**** INPUT FOR THIS TASK ****
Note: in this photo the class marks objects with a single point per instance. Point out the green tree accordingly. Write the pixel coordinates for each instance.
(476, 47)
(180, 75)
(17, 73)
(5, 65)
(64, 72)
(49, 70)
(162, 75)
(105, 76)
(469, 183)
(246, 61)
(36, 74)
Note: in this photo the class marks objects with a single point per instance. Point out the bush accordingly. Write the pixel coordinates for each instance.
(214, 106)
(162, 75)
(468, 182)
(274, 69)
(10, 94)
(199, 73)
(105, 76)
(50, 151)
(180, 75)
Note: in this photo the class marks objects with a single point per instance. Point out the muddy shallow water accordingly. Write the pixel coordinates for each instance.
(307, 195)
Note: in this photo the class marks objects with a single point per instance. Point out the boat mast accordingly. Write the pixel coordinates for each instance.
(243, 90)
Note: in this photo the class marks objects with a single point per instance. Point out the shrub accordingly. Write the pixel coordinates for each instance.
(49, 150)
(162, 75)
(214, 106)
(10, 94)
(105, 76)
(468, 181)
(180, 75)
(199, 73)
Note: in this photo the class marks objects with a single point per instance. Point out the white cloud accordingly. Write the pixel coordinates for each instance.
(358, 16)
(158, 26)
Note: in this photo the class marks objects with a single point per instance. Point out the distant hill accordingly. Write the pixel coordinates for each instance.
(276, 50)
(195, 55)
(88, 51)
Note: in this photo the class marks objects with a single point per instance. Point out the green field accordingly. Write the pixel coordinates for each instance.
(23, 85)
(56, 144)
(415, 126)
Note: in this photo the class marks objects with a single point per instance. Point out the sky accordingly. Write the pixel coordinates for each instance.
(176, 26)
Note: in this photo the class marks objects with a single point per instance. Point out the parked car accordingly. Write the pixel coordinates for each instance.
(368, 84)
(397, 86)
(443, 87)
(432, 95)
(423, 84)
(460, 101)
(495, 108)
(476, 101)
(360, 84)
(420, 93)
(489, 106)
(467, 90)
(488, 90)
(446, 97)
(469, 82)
****
| TASK DIRECTIONS |
Print the listing above in full, exactly as it is.

| EXERCISE RESULT |
Note: in this photo the class marks objects with a single point per instance. Point out the green tree accordingly. Write the pixel coordinates for each instance.
(476, 47)
(180, 75)
(17, 73)
(5, 65)
(64, 72)
(49, 70)
(162, 75)
(105, 76)
(469, 183)
(246, 61)
(36, 74)
Note: in this photo the class marks objects with a single point per instance. Point out the bush accordingly. Write the pixel coordinates for each instance.
(214, 106)
(162, 75)
(468, 182)
(274, 69)
(10, 94)
(199, 73)
(105, 76)
(50, 151)
(180, 75)
Note: in this photo the class marks objects with a single point per instance. Point out the muddy shallow water accordingly. Write the pixel coordinates for each instance.
(307, 195)
Note: in this photo the class marks objects with a single point per instance. Point out the boat mast accordingly. Write the pixel coordinates for each instance.
(243, 90)
Note: in this photo the class marks objects with a single point per instance. Point out the shrub accordingly. Write the pixel coordinates for each instance.
(49, 150)
(162, 75)
(214, 106)
(10, 94)
(105, 76)
(468, 181)
(180, 75)
(199, 73)
Note: in this photo the class marks objects with a single point per instance. Point out the white cloud accordingly. Write the pixel coordinates for each instance.
(358, 16)
(158, 26)
Note: in this photo the class marks objects with a single point per instance. Point out the distant hill accordingly. Write the pixel coordinates for each instance.
(276, 50)
(195, 55)
(88, 51)
Note: in this photo the class marks objects with a single point per instance. Point out the green field accordingly. Write the pixel coordinates for each instance.
(23, 85)
(56, 144)
(415, 126)
Note: in this photo the class marks objects with a single point per instance. Point out the sky accordingly. Write the pixel coordinates for each instance.
(176, 26)
Note: in this photo the class marks objects with a single point per instance. Point out the parked car accordingly. Write the pixel coordinates for each instance.
(368, 84)
(397, 86)
(443, 87)
(432, 95)
(423, 84)
(460, 101)
(495, 108)
(476, 101)
(360, 84)
(420, 93)
(489, 106)
(467, 90)
(488, 90)
(446, 97)
(469, 82)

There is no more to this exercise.